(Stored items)
Content starts

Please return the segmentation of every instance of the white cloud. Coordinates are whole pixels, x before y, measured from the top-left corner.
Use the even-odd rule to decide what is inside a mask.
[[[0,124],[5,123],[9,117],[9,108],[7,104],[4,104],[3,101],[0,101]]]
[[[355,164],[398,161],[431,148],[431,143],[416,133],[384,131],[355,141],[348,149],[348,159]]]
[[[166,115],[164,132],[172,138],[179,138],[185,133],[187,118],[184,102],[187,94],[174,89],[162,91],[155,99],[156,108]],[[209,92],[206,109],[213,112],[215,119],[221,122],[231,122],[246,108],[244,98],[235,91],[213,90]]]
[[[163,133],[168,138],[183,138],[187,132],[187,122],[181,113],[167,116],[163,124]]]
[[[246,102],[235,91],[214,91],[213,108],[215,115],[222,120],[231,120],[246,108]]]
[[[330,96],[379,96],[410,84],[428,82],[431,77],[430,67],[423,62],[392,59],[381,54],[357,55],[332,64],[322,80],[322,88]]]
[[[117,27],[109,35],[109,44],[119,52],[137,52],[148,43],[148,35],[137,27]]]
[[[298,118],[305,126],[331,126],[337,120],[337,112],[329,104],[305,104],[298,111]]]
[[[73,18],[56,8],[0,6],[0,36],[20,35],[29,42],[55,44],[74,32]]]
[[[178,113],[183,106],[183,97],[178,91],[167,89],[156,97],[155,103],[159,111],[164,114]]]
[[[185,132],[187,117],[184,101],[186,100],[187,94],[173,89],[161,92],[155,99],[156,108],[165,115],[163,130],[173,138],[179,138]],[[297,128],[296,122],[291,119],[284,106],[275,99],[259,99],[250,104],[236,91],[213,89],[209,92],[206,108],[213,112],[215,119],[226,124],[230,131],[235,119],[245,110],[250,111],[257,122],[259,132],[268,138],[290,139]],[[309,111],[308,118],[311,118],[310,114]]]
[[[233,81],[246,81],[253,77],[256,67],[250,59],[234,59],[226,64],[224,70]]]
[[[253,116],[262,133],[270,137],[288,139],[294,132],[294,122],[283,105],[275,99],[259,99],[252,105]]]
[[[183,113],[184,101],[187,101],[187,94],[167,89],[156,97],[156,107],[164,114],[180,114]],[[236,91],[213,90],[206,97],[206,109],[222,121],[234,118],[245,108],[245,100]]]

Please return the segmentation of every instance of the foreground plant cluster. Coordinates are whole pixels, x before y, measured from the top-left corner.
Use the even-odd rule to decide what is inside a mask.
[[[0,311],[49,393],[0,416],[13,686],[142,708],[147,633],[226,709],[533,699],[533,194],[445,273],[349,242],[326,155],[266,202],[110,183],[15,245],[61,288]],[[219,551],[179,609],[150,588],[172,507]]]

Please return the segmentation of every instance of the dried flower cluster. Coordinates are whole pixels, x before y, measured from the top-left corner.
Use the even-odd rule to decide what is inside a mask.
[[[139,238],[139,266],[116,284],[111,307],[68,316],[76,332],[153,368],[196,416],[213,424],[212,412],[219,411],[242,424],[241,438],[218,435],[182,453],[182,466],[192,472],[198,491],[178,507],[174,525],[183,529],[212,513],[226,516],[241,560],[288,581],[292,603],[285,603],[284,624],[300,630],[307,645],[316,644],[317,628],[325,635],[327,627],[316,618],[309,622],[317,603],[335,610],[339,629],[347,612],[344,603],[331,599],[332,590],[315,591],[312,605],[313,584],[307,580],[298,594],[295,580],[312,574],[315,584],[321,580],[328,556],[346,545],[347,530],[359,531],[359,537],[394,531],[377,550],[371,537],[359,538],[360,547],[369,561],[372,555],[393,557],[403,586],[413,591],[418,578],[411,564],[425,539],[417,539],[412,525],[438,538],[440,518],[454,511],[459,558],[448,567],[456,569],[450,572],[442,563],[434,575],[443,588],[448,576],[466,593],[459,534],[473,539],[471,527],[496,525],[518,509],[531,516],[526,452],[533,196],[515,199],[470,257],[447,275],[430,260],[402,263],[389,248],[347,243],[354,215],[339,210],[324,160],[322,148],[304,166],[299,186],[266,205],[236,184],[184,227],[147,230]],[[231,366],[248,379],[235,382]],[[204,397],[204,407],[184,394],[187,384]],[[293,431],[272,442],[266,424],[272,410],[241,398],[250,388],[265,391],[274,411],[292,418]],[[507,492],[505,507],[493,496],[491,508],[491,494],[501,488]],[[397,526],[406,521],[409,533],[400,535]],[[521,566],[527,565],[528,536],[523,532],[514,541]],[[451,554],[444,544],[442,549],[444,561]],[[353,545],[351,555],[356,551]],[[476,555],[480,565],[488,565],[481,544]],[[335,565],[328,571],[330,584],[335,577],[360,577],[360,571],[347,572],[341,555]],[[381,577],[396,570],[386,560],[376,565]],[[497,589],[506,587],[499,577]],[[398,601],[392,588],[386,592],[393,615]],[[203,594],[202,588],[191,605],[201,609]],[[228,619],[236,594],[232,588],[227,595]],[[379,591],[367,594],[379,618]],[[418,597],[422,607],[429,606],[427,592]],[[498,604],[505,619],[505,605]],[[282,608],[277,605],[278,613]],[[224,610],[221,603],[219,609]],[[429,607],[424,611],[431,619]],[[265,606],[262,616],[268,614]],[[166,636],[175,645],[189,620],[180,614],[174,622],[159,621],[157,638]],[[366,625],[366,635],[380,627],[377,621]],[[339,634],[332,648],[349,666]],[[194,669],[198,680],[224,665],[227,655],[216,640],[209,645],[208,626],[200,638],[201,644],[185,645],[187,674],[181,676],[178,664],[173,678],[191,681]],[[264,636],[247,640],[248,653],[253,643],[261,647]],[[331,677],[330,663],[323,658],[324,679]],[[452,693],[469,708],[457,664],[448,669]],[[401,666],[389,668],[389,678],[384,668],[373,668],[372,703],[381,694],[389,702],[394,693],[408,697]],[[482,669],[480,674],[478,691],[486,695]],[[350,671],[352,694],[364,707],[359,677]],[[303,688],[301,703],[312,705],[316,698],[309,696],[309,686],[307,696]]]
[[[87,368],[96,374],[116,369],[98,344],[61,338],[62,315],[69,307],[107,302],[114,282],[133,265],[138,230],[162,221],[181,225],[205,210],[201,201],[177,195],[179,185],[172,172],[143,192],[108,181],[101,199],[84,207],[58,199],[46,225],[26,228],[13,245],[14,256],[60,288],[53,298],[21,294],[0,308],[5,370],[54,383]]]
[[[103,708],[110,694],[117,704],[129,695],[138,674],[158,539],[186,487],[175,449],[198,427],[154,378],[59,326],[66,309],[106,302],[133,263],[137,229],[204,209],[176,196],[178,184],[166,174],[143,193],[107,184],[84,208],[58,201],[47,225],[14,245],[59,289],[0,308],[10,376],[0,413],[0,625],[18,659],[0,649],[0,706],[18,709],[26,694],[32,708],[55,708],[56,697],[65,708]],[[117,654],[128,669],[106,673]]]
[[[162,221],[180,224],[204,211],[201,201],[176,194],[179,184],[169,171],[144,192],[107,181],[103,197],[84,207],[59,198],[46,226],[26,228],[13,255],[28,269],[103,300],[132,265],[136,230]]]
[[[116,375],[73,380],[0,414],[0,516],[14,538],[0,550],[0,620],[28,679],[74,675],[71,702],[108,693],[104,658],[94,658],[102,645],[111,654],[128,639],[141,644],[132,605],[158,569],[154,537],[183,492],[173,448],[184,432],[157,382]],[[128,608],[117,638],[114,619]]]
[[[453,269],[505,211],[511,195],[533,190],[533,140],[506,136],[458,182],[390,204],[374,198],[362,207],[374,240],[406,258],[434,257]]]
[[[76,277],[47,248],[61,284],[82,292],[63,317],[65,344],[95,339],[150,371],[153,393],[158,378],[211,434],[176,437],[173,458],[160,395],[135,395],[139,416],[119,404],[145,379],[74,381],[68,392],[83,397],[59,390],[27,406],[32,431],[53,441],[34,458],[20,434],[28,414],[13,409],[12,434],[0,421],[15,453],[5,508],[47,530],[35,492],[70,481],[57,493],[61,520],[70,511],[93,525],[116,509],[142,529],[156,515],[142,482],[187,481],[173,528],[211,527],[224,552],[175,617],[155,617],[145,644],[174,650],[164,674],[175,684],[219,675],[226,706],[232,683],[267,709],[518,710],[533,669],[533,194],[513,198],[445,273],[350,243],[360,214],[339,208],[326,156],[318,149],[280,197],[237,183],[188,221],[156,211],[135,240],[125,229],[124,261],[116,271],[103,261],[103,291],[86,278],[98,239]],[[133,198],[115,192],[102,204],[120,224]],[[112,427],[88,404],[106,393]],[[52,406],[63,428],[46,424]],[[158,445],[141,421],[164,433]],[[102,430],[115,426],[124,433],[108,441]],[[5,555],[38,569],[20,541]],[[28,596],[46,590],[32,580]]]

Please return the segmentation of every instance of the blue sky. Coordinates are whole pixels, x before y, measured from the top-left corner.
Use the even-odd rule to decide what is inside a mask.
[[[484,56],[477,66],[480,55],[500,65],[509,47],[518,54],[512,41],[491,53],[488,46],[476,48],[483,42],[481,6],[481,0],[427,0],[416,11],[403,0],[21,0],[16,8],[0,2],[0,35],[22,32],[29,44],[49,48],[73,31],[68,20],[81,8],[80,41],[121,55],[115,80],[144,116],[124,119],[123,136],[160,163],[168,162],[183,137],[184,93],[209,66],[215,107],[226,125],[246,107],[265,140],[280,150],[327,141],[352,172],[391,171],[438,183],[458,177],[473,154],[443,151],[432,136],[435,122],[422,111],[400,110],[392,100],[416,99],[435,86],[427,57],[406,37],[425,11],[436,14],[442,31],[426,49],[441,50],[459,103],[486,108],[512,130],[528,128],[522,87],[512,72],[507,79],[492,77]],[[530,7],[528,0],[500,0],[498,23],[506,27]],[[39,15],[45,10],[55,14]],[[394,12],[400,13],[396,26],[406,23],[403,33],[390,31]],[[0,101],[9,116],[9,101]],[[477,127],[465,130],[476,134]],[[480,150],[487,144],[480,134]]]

Content ends

**INSTRUCTIONS FOR THE TASK**
Return exactly the lines from the one containing "Please return the segmentation of every instance of the blue" to the last line of the data, and nothing more.

**SOLUTION TO THIS PROBLEM**
Please return the segmentation of every instance of the blue sky. Coordinates are whole pixels, x before y, measured from the top-left corner.
Use the even-odd rule to decide what is inside a mask.
[[[484,56],[477,66],[480,55],[500,65],[509,47],[518,54],[512,41],[491,53],[488,46],[476,48],[483,42],[481,6],[481,0],[427,0],[416,11],[403,0],[21,0],[16,8],[0,2],[0,35],[22,32],[29,44],[49,48],[73,31],[68,20],[81,8],[80,41],[121,55],[115,80],[144,116],[124,119],[123,136],[160,163],[168,162],[183,137],[184,93],[209,66],[215,107],[226,125],[246,107],[265,140],[280,150],[327,141],[352,172],[391,171],[438,183],[458,177],[473,154],[443,151],[432,136],[435,122],[422,111],[400,110],[392,100],[416,99],[435,86],[427,57],[406,37],[425,11],[436,14],[442,31],[426,49],[441,50],[459,103],[486,108],[512,130],[528,128],[522,87],[512,72],[507,79],[492,77]],[[530,7],[528,0],[500,0],[498,23],[506,27]],[[39,15],[45,10],[55,14]],[[394,12],[400,13],[396,26],[406,23],[403,33],[390,31]],[[0,101],[9,116],[9,101]],[[477,127],[465,130],[476,134]],[[480,150],[487,144],[480,134]]]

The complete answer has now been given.